*Page excerpt:*
Thanks for a well written and important document. I particularly liked the fact that you treated byzantine attacks and key management as a part of the analysis. A couple of small comments, however: Section 6.5.1 (Architecture) misses a few aspects on the comparison lower layer vs. routing protocol layer security. Everything that you say about it is correct, but one thing you do not talk about are the problems of providing the exact security services to upper layers that they need. Some of the typical issues include the need to access security information at the routing layer that may be unaware of the exact security parameters, peer identifiers, and other aspects that happened at a lower layer. Similarly, some applications may need security policies that are not easily expressed in crude lower-layer policy models (such as packet filter patterns). A lower-layer mechanism may be run hop-by-hop, whereas the routing layer mechanism may be end-to-end or even secure data objects rather than packets. The document also touches very little on deployment aspects of the potential security models. In my view, those are often the hardest to solve in a satisfactory manner. I liked the few words that Section 6.4 said about credential configuration, however.
History is sometimes amusing: I see that all of the capitalized words in section 6 were due to a comment made by Peter Saint Andre during evaluation of draft-ietf-roll-security-framework saying that things should be capitalized. Now you have ADs saying they shouldn't be. Isn't that wonderful? I don't think you need to go back to lowercase, but I think you do need to make one change: One way or the other, you need to remove the reference to 2119 at the top of the document. What you're doing in section 6 is not 2119 usage, and you've explained in section 6 what you are doing with those capitalized terms, so the reference to 2119 (and the template text at the top of the document) are just wrong. Yes, the idnits checker will complain. There is no requirement that your document pass idnits. You just tell the RFC Editor that this document is not using 2119 and you intended not to include the reference; end of story. I'm not going to bother putting a DISCUSS on the document for this unless Adrian really insists; I trust that you all can just take care of it. Now, that leaves Barry, Brian, and Joel's question about whether to capitalize it all. Like Barry, I'm not convinced it matters. You explained how you're using the terms, and I think that's fine. It may reduce confusion if you lowercase or choose other "magic" words, but I think that choice is entirely up to the WG.

*Given entries:*
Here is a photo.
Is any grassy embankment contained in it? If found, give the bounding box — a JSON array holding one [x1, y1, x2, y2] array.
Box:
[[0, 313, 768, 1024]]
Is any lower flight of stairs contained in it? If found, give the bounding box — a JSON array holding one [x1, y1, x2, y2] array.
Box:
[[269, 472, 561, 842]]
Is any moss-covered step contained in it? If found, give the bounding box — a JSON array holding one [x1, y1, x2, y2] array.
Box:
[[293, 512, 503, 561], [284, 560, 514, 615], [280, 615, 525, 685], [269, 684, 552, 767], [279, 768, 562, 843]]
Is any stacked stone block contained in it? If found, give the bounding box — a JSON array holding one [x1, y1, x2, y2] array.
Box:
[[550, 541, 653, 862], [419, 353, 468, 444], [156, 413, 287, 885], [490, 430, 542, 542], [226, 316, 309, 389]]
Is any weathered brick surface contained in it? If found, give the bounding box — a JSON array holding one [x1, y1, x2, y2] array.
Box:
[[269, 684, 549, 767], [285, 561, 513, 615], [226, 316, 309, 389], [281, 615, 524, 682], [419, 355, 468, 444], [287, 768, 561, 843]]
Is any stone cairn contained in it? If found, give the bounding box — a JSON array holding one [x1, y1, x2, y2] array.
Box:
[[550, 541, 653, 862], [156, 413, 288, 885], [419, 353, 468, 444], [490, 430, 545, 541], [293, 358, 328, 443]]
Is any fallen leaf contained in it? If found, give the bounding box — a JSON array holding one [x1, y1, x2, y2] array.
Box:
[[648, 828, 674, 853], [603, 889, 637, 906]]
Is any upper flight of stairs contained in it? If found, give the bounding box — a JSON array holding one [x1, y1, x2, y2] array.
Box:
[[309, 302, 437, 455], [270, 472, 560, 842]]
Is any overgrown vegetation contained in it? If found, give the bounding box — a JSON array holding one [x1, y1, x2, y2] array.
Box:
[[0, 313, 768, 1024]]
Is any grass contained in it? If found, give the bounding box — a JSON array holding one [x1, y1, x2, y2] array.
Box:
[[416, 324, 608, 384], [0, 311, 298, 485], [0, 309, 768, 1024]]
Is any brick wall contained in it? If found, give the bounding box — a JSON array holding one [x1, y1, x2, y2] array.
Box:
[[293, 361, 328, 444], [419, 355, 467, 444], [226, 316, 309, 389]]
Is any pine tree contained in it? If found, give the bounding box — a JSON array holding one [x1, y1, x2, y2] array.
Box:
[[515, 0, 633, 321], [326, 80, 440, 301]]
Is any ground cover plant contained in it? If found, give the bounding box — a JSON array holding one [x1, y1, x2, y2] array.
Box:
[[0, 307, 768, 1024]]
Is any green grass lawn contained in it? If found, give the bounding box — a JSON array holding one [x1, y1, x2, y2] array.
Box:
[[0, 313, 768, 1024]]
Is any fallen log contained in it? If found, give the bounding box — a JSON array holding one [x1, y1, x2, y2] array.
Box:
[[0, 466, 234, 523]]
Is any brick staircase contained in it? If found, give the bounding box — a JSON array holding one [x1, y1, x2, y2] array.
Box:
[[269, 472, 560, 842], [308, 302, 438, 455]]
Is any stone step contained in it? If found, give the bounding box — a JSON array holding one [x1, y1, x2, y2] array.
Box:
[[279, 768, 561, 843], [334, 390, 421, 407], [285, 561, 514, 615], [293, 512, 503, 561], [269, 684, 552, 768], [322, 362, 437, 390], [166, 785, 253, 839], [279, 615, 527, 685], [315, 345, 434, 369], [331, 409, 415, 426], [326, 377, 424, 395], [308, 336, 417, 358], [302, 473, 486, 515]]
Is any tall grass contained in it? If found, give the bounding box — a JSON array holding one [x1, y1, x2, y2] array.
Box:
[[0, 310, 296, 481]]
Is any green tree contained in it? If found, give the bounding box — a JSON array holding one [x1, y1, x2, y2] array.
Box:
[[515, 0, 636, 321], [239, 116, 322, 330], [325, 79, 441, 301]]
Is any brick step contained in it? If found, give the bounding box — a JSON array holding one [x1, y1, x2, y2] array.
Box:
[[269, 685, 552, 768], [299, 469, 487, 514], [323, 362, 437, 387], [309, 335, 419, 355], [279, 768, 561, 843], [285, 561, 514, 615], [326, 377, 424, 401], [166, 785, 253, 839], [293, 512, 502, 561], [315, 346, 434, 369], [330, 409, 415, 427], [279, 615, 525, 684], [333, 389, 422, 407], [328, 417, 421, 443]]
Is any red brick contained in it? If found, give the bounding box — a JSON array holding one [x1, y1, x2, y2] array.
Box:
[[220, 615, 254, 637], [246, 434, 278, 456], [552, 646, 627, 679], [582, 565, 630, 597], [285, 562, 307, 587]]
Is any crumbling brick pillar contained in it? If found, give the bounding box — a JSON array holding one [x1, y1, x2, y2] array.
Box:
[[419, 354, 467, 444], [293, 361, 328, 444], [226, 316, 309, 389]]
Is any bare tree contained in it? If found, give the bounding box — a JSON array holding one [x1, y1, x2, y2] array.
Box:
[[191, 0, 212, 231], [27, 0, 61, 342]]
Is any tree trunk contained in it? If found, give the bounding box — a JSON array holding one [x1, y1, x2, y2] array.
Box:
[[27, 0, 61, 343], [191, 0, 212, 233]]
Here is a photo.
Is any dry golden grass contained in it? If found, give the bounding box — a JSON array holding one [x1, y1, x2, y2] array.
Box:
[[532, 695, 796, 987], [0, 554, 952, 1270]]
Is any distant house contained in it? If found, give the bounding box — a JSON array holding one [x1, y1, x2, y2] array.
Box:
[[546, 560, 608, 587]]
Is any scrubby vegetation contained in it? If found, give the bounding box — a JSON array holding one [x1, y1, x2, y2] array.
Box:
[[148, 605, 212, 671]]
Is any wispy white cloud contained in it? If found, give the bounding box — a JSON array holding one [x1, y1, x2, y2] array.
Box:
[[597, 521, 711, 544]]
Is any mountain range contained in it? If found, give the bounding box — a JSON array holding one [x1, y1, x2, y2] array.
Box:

*Requirement:*
Can you write the next part of the review comments on the routing security draft, starting right after their last sentence?

*Response:*
This is one of those "I trust others" ballots: I trust the Sec ADs to be especially thorough on this document, and on a quick run-through I'm happy to let them handle the main issues. I also have to agree with Brian that using SHOULD and MAY in Section 6 in a way that varies from the meaning in RFC 2119 is, though it's explained, likely to lead to some level of confusion. That said, given what this document is describing and the fact that strict interpretation according to 2119 doesn't make sense, I think it will work well enough, and, in the end, I'm OK with it.
This is strictly a non-blocking comment... I am not a fan of the way that 2119 keywords are cannibalized in sections 6.x.
From a routing point of view I thought that this was well written, but I am concerned that the security reviewer had considerable comments which appear to be currently unresolved. Adrian points to: http://www.ietf.org/mail-archive/web/secdir/current/msg03848.html However this indirectly refers to a larger body of issues posted here: http://www.ietf.org/mail-archive/web/secdir/current/msg03712.html and the security reviewer only re-lists a subset of these in note 03848 noting that only the typos were addressed in the -01 version of the text.
It would be useful if the CIA model were defined (by value or by reference) much earlier in the document.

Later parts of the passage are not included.